[Records from a collection]
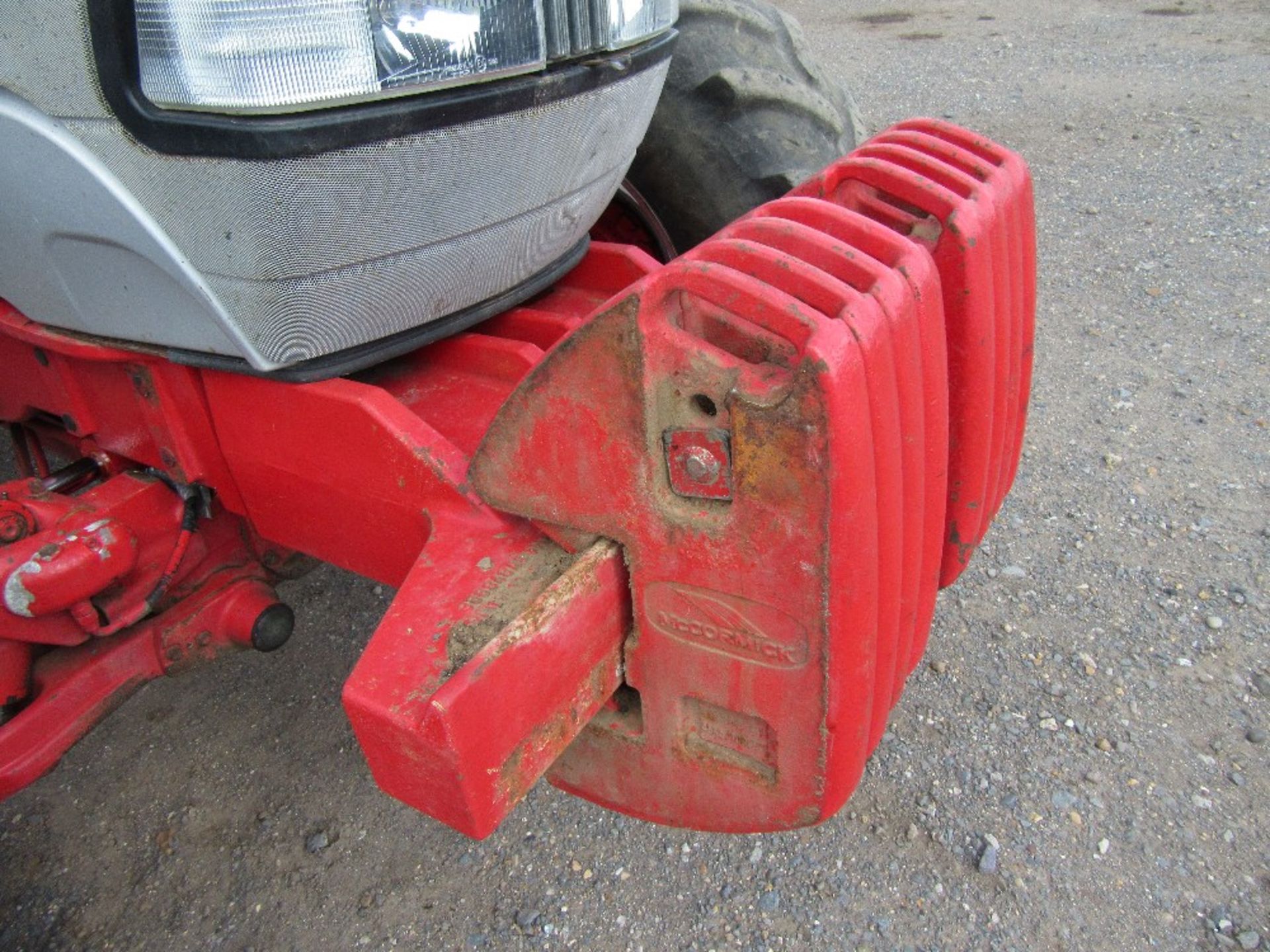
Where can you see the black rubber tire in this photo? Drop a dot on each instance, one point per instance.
(747, 114)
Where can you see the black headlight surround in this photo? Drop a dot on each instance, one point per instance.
(112, 27)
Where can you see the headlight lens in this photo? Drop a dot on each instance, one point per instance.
(280, 55)
(626, 22)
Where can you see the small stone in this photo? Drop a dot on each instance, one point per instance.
(1064, 800)
(990, 858)
(526, 918)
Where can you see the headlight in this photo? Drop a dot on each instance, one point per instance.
(280, 55)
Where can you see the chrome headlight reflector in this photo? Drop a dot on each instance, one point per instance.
(258, 56)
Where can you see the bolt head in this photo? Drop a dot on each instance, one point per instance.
(701, 465)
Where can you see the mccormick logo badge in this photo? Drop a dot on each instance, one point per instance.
(727, 623)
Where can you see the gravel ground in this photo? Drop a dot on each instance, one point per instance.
(1081, 766)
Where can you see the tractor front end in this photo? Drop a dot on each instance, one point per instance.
(667, 532)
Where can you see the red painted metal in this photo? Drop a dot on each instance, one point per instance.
(795, 432)
(774, 630)
(970, 202)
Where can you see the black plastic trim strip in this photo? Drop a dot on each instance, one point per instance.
(359, 358)
(112, 24)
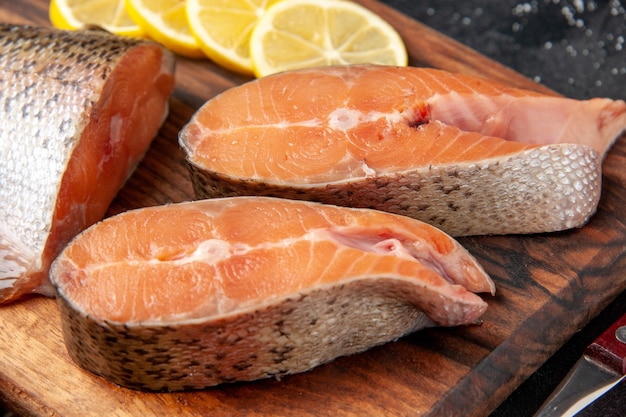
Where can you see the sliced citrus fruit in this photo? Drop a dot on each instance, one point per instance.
(165, 22)
(109, 14)
(305, 33)
(223, 28)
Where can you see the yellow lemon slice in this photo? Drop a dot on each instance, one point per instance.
(109, 14)
(223, 28)
(306, 33)
(165, 22)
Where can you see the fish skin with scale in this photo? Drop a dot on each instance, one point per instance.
(72, 129)
(243, 288)
(465, 154)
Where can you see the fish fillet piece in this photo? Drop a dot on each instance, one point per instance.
(462, 153)
(78, 110)
(194, 294)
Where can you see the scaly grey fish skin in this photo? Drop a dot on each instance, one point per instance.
(50, 82)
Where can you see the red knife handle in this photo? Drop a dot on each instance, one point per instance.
(609, 349)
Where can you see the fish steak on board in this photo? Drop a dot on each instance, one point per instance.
(189, 295)
(463, 153)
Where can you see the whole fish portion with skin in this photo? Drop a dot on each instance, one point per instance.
(78, 110)
(463, 153)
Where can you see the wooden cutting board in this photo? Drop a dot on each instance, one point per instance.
(549, 286)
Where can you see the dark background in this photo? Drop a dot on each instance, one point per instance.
(577, 48)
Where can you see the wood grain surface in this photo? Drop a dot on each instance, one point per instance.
(549, 286)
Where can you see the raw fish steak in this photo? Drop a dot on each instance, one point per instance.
(190, 295)
(462, 153)
(77, 112)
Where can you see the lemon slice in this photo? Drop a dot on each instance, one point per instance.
(165, 22)
(223, 28)
(109, 14)
(306, 33)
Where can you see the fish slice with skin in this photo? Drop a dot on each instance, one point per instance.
(463, 153)
(195, 294)
(78, 110)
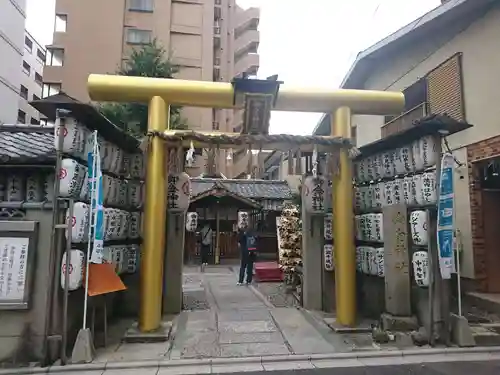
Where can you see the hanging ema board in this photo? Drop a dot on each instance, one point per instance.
(17, 239)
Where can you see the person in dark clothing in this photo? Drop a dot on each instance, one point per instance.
(247, 242)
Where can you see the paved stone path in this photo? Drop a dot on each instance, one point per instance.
(241, 323)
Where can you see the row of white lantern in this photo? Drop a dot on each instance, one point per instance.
(369, 227)
(117, 225)
(417, 190)
(370, 261)
(124, 258)
(78, 141)
(416, 157)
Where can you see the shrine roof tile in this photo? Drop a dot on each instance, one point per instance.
(21, 144)
(253, 189)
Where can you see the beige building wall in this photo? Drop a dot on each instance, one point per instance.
(480, 61)
(208, 39)
(31, 80)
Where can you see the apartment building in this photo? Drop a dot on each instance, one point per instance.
(211, 40)
(12, 20)
(446, 62)
(31, 80)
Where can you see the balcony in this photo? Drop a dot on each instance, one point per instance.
(247, 64)
(247, 18)
(247, 42)
(404, 121)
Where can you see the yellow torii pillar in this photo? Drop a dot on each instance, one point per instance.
(160, 93)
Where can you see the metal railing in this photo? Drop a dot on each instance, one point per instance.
(405, 121)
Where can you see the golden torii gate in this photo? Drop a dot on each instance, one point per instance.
(161, 93)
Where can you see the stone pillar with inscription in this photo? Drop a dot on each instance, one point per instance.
(172, 280)
(397, 260)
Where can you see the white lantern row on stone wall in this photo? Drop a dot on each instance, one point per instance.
(420, 261)
(415, 157)
(314, 194)
(178, 192)
(414, 190)
(76, 269)
(419, 228)
(328, 257)
(369, 227)
(243, 219)
(191, 221)
(370, 261)
(328, 227)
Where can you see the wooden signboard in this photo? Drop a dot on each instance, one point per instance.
(397, 260)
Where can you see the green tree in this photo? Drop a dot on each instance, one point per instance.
(150, 60)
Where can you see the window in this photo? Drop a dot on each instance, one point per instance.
(55, 57)
(38, 79)
(24, 92)
(26, 68)
(28, 44)
(41, 55)
(136, 36)
(21, 117)
(61, 21)
(50, 89)
(141, 5)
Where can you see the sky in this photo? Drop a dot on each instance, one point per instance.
(307, 43)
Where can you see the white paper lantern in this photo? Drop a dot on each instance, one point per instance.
(34, 188)
(378, 195)
(314, 194)
(397, 189)
(399, 164)
(429, 195)
(379, 254)
(79, 223)
(428, 151)
(371, 255)
(378, 170)
(370, 170)
(16, 188)
(388, 193)
(388, 167)
(358, 199)
(416, 187)
(358, 227)
(74, 136)
(71, 178)
(76, 269)
(369, 232)
(328, 257)
(407, 158)
(133, 258)
(362, 170)
(418, 162)
(406, 188)
(359, 262)
(191, 221)
(328, 227)
(420, 261)
(243, 219)
(419, 227)
(378, 228)
(178, 192)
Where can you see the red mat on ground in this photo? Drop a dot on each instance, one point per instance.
(268, 271)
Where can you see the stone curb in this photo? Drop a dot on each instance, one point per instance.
(233, 362)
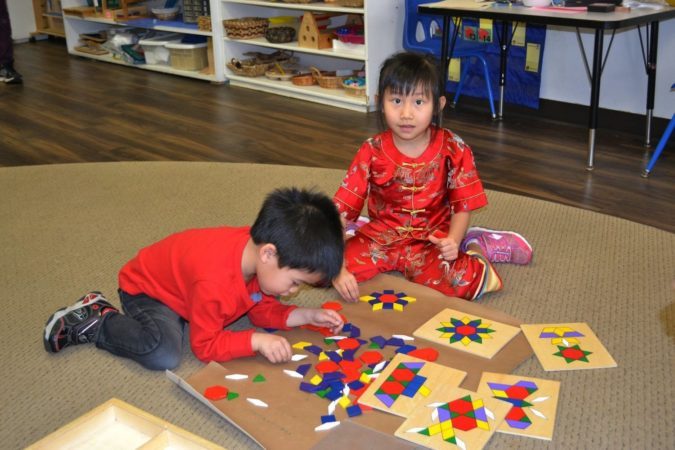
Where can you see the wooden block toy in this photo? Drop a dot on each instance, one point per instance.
(472, 334)
(533, 402)
(314, 32)
(567, 346)
(406, 383)
(124, 425)
(454, 416)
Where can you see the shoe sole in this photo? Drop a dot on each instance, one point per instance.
(488, 230)
(55, 318)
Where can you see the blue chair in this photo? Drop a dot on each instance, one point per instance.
(423, 33)
(661, 145)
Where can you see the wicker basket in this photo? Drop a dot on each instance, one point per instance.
(247, 67)
(327, 80)
(355, 86)
(246, 27)
(204, 23)
(280, 35)
(303, 79)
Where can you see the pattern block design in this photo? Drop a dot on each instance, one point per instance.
(533, 403)
(467, 333)
(456, 418)
(387, 299)
(406, 384)
(567, 346)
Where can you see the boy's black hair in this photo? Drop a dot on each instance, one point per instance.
(305, 227)
(402, 73)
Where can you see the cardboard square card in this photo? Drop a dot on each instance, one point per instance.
(567, 346)
(454, 417)
(533, 403)
(468, 333)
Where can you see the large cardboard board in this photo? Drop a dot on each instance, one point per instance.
(291, 415)
(534, 403)
(567, 346)
(431, 376)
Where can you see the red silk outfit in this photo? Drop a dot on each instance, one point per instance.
(408, 200)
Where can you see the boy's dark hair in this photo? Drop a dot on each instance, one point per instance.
(403, 72)
(305, 227)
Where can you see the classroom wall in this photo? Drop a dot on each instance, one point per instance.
(624, 82)
(22, 19)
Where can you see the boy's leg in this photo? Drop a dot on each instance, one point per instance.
(499, 246)
(149, 332)
(469, 276)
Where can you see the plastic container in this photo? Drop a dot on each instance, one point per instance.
(188, 56)
(155, 48)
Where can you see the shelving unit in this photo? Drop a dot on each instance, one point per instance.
(48, 19)
(383, 28)
(76, 25)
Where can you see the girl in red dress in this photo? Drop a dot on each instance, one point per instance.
(421, 184)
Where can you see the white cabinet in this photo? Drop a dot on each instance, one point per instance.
(75, 25)
(383, 29)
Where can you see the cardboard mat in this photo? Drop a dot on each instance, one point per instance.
(290, 415)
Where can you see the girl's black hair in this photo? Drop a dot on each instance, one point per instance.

■ EXERCISE PROMPT
Return exactly what appears in the records from the line with "Where can you see the cardboard mat" through the final line, and nothing else.

■ RESULT OF THIS EXERCISE
Where can you see the cardboard mat in this photo? Drop a dot on each instance, one point per instance.
(290, 415)
Where can you see the girl's black hair in this photo? Drop a dot on each instance, one point per instance.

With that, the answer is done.